Dataset excerpts on object pointing:
-*-
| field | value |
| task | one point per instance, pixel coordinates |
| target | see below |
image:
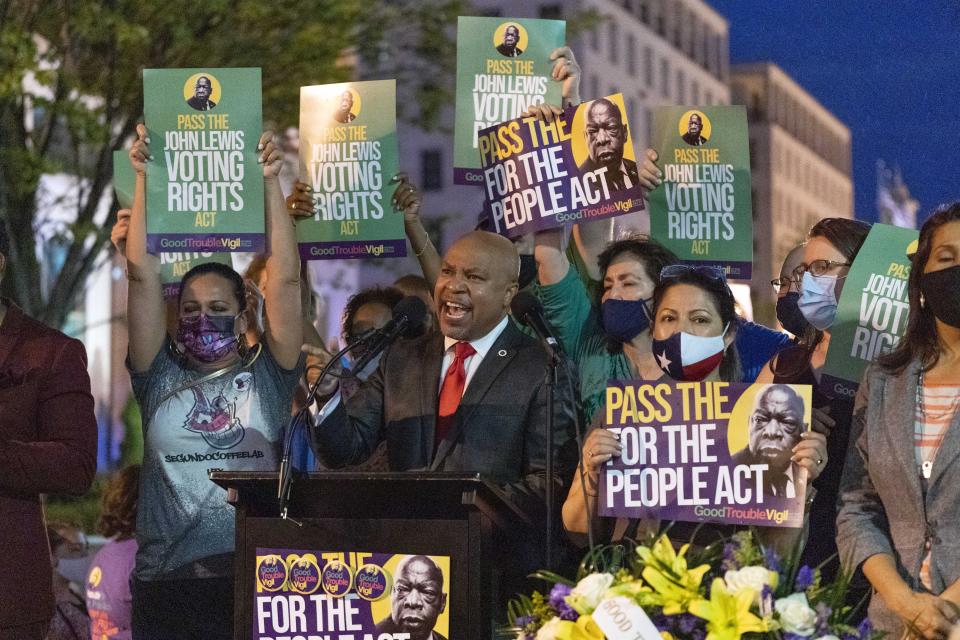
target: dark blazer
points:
-*-
Set the data above down again exactly as given, with no pictures.

| field | value |
| task | one point per instance, pixel coordinates |
| target | see below |
image:
target: dark blazer
points:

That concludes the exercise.